BLOCCO DI TESTO:
Di fronte all’evidente necessità di promuovere il ricollocamento di milioni di lavoratori nell’ambito delle riorganizzazioni produttive che sono attese nei prossimi anni, quali insegnamenti possiamo apprendere dalle esperienze storiche, anche recenti, sul rapporto esistente tra l’erogazione dei sostegni al reddito per disoccupati e l’efficacia delle politiche attive del lavoro?
Un primo insegnamento riguarda l’importanza di mantenere solida la funzione assicurativa, dei sostegni al reddito finalizzata a far fronte alle conseguenze della perdita involontaria del lavoro con indennità di disoccupazione di importo ragionevole e temporalmente delimitate. Ripristinando un netto distinguo con gli interventi assistenziali rivolti alle persone fragili e alle misure di contrasto della povertà. Dalle indiscrezioni che circolano sulla riforma dei sostegni al reddito pare invece che la direzione di marcia sia quella opposta di introdurre dei sostegni al reddito di importo più elevato, estendendoli a un’ampia platea ei beneficiari, in molti casi senza una specifica relazione con la perdita involontaria del lavoro, sulla stregua di quanto sperimentato nel corso della pandemia Covid (una condizione eccezionale giustificata dal fatto che le interruzioni delle attività produttive sono state disposte dalle autorità pubbliche per motivazioni sanitarie).
Del resto anche il prosieguo del blocco dei licenziamenti, assistito dalle casse integrazioni, non è altro che una forma di allungamento nel tempo dei benefici dei sostegni al reddito, motivata dalla salvaguardia di posti di lavoro che non hanno ragion d’essere dal punto di vista economico, con l’effetto di ritardare l’adeguamento delle dinamiche delle imprese e della domanda e offerta di lavoro.
Una seconda lezione attiene l’importanza di legare le politiche attive al rigoroso rispetto di un codice di diritti e doveri dei beneficiari dei sostegni al reddito, mettendo loro a disposizione le opportunità formative e di orientamento lavorativo con il vincolo di accettare le offerte di lavoro compatibili con il profilo professionale, e sanzionando effettivamente i rifiuti con la perdita dei sussidi.

DATI FORNITI:
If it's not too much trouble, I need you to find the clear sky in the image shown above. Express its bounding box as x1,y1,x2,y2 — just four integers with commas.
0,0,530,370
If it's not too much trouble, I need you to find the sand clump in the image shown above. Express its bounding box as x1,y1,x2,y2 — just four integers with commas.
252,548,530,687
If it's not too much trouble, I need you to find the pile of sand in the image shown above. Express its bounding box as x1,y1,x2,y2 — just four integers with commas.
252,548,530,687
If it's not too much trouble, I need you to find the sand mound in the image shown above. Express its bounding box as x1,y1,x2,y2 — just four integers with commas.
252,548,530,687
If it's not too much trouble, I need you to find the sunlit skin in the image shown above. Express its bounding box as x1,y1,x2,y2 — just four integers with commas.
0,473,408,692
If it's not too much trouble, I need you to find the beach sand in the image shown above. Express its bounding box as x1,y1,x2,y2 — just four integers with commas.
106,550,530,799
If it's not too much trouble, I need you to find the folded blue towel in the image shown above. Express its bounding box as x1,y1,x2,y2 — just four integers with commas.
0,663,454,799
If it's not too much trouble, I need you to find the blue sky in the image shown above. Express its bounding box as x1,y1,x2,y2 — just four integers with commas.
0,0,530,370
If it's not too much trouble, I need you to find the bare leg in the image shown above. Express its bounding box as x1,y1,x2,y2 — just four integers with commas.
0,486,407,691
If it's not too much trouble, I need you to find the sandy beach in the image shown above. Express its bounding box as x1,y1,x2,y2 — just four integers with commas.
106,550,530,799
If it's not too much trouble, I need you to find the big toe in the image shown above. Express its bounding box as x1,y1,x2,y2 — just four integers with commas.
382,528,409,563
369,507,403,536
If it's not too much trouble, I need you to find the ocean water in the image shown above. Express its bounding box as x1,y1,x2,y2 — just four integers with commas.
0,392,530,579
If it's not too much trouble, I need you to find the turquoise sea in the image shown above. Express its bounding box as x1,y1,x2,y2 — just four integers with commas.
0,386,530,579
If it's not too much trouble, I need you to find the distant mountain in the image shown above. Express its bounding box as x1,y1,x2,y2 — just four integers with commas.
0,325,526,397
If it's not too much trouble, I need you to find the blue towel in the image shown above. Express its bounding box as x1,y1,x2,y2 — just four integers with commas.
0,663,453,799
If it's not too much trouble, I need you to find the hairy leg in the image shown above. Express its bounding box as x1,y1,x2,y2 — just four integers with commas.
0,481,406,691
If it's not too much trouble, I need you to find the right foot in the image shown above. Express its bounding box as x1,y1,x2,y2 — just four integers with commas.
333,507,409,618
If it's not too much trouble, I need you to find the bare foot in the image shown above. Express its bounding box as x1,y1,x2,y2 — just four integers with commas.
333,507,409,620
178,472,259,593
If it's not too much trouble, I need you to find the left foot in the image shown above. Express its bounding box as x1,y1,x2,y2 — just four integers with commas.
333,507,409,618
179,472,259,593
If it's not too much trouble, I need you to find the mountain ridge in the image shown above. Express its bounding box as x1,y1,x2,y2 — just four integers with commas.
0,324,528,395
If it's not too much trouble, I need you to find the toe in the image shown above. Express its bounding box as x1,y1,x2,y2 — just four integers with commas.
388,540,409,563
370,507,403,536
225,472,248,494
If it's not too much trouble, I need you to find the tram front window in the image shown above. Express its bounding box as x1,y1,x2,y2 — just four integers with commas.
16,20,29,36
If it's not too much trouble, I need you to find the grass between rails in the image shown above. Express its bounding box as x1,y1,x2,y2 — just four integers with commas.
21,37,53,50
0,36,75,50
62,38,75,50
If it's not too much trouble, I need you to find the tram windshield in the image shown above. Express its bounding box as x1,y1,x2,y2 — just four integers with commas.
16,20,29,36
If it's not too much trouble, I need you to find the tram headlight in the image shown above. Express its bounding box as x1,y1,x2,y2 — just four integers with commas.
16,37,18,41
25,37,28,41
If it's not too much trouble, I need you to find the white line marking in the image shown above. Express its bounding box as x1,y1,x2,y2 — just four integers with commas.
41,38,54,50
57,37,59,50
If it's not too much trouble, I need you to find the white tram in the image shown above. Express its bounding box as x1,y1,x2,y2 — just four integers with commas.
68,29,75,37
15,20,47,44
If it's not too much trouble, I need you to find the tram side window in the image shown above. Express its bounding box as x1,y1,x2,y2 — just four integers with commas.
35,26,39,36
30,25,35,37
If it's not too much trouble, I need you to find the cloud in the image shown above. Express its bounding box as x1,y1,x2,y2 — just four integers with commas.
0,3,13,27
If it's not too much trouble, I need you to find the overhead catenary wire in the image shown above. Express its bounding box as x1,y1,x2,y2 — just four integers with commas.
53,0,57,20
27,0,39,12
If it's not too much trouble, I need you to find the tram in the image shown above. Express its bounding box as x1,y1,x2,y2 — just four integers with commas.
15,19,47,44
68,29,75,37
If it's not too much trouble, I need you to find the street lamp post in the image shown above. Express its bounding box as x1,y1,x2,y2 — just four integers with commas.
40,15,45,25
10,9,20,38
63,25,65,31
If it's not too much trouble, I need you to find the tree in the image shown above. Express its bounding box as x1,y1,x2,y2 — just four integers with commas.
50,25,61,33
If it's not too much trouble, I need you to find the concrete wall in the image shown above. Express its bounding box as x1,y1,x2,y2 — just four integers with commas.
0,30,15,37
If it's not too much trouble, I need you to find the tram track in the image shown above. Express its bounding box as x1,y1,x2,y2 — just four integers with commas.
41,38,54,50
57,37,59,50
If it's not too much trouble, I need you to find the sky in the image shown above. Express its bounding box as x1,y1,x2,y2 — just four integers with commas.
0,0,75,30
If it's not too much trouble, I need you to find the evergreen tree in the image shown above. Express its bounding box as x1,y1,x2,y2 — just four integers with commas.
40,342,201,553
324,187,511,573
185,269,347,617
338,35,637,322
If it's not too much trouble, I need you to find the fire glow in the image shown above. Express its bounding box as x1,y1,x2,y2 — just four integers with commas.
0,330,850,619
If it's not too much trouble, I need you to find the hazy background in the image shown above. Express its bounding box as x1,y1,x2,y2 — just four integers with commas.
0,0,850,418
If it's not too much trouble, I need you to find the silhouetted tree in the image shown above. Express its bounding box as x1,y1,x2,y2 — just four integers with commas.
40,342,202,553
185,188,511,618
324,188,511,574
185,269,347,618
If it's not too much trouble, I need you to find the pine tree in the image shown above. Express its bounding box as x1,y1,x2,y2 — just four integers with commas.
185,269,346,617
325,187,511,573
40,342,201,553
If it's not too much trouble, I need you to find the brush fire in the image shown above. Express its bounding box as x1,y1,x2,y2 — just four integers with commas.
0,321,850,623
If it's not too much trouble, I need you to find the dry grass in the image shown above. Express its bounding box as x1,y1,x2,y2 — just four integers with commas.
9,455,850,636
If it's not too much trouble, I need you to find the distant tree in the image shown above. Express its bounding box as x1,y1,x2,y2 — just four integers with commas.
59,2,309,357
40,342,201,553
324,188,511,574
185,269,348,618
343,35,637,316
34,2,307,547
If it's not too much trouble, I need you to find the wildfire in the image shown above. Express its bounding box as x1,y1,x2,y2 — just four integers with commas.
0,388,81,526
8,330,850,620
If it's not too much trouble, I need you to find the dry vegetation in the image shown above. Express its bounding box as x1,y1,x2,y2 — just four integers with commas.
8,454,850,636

---

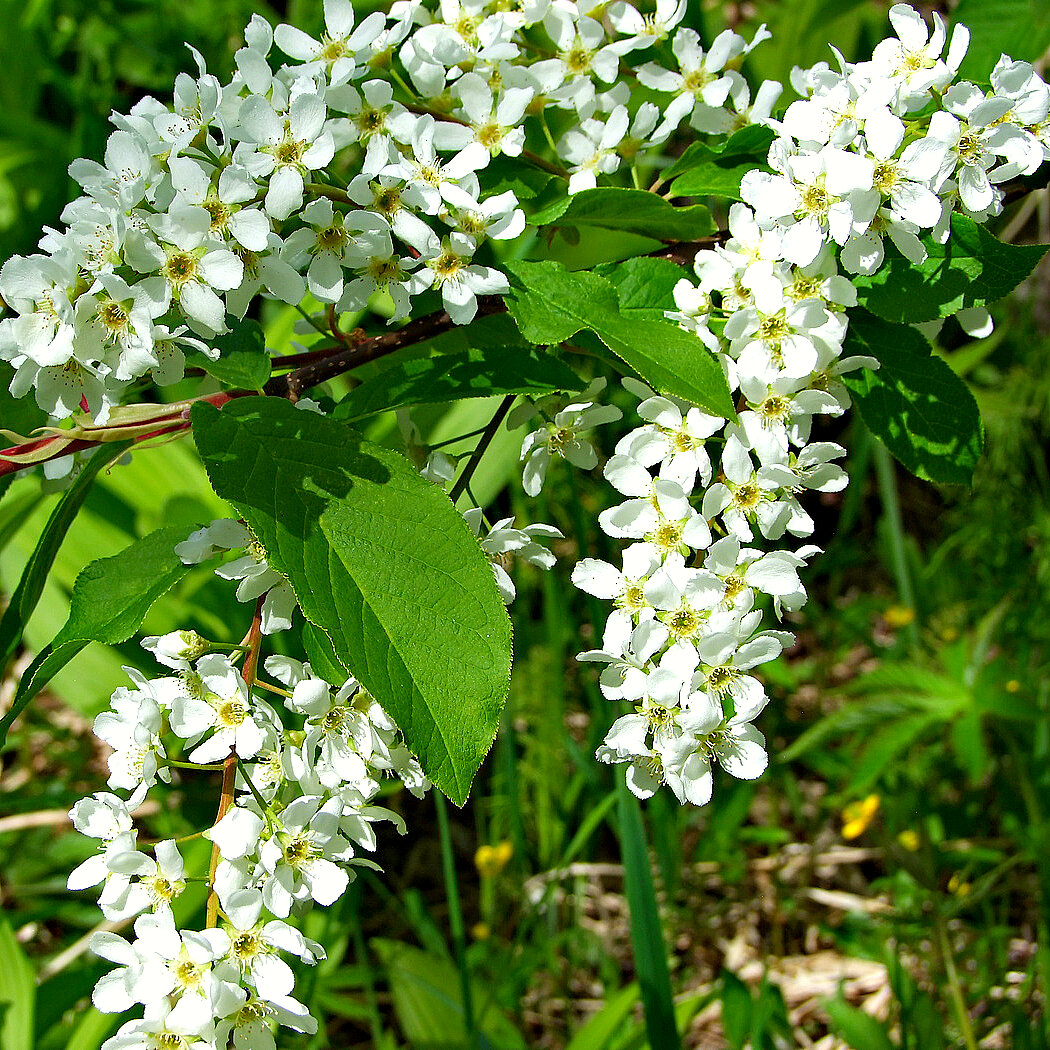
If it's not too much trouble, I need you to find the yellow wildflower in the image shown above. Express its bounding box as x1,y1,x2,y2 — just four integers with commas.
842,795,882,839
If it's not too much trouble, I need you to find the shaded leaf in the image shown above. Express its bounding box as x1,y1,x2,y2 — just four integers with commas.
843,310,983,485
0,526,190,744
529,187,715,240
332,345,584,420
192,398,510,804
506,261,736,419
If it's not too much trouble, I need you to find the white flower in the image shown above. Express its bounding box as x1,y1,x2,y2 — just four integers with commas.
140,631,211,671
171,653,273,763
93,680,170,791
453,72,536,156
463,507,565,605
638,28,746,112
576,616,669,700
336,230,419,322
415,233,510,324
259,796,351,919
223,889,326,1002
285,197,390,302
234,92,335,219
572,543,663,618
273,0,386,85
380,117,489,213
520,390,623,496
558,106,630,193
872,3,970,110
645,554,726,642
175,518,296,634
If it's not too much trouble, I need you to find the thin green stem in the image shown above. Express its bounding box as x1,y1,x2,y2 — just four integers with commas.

ELENCO DEI COMPITI:
A. Nel testo sui sostegni al reddito, con che cosa vanno sanzionati i rifiuti delle offerte di lavoro compatibili con il profilo professionale?
B. Nel testo sui sostegni al reddito, riscrivi il passo che comincia con "Una seconda lezione" e prosegue fino a "perdita dei sussidi.", sostituendo "codice" con "elenco".

RISPOSTE AI COMPITI:
A. Con la perdita dei sussidi.

B.
Una seconda lezione attiene l’importanza di legare le politiche attive al rigoroso rispetto di un elenco di diritti e doveri dei beneficiari dei sostegni al reddito, mettendo loro a disposizione le opportunità formative e di orientamento lavorativo con il vincolo di accettare le offerte di lavoro compatibili con il profilo professionale, e sanzionando effettivamente i rifiuti con la perdita dei sussidi.